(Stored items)

--------------------

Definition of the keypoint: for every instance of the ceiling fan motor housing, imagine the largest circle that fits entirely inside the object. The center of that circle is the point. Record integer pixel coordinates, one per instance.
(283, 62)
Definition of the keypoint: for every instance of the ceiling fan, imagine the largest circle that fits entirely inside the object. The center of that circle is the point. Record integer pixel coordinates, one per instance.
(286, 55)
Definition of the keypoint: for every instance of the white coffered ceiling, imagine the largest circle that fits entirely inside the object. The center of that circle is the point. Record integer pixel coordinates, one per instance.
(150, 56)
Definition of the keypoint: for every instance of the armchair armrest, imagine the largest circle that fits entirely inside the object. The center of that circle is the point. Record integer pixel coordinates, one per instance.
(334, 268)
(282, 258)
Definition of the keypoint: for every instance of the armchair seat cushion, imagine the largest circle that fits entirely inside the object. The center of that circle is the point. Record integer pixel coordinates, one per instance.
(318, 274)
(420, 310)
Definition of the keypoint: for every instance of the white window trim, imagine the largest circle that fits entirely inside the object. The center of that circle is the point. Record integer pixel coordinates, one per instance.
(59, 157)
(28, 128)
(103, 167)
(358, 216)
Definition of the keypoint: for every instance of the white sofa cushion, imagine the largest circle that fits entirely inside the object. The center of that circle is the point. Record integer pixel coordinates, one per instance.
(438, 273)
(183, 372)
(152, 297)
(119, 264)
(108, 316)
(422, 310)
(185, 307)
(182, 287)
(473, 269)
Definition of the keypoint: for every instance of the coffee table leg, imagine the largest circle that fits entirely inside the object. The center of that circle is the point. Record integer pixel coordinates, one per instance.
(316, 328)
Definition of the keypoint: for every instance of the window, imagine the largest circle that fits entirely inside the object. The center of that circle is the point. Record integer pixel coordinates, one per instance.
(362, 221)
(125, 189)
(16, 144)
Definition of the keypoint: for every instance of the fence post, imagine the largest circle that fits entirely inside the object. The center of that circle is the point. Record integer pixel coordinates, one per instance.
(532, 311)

--------------------

Rewrite the listing from the line containing "Definition of the keypoint: for every instance of the fence" through the end of the listing as a Markdown table with the columns Row and Line, numbering each row and skipping any blank lines.

| Row | Line |
|---|---|
| 1 | Definition of the keypoint: for every instance of the fence post, imagine the largest circle that fits entirely inside the object. The center of that circle is the point. Record integer pixel coordinates, one per instance. |
| 2 | (532, 311) |